> _Quoted text_
:::::
The President shall each year present an annual report of the
preceding year's business to the Board of Directors at a meeting to
be held immediately preceding the annual meeting of the 
 48
shareholders, which report shall be read at the annual meeting of
the shareholders.  The President shall do and perform such other
duties as from time to time may be assigned by the Board of
Directors to him.

Notwithstanding any provision to the contrary contained in the
By-Laws of the corporation, the Board may at any time and from time
to time direct the manner in which any person or persons by whom
any particular contract, document, note or instrument in writing of
the corporation may or shall be signed by and may authorize any
officer or officers of the corporation to sign such contracts,
documents, notes or instruments.



SECTION 4.  Powers and Duties of Vice-President:
            -----------------------------------

The Vice-President shall have such powers and perform such duties
as may be assigned to him by the Board of Directors of the
corporation and in the absence or inability of the President, the
Vice-President shall perform the duties of the President.
:::::
> _Challenge 1_
Can you duplicate the by-laws text between "The Vice-President shall" and "of the President.", inclusive?
> _Challenge 2_
Could you condense the by-laws paragraph beginning "The Vice-President shall have such powers" into a shorter version that keeps its main facts?

> _Data block_
:::::
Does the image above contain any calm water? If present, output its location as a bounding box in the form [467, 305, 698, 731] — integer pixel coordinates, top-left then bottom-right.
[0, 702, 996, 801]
:::::
> _Correct result 1_
The Vice-President shall have such powers and perform such duties
as may be assigned to him by the Board of Directors of the
corporation and in the absence or inability of the President, the
Vice-President shall perform the duties of the President.

> _Correct result 2_
The Vice-President has whatever powers and duties the Board of Directors assigns and performs the President's duties when the President is absent or unable to act.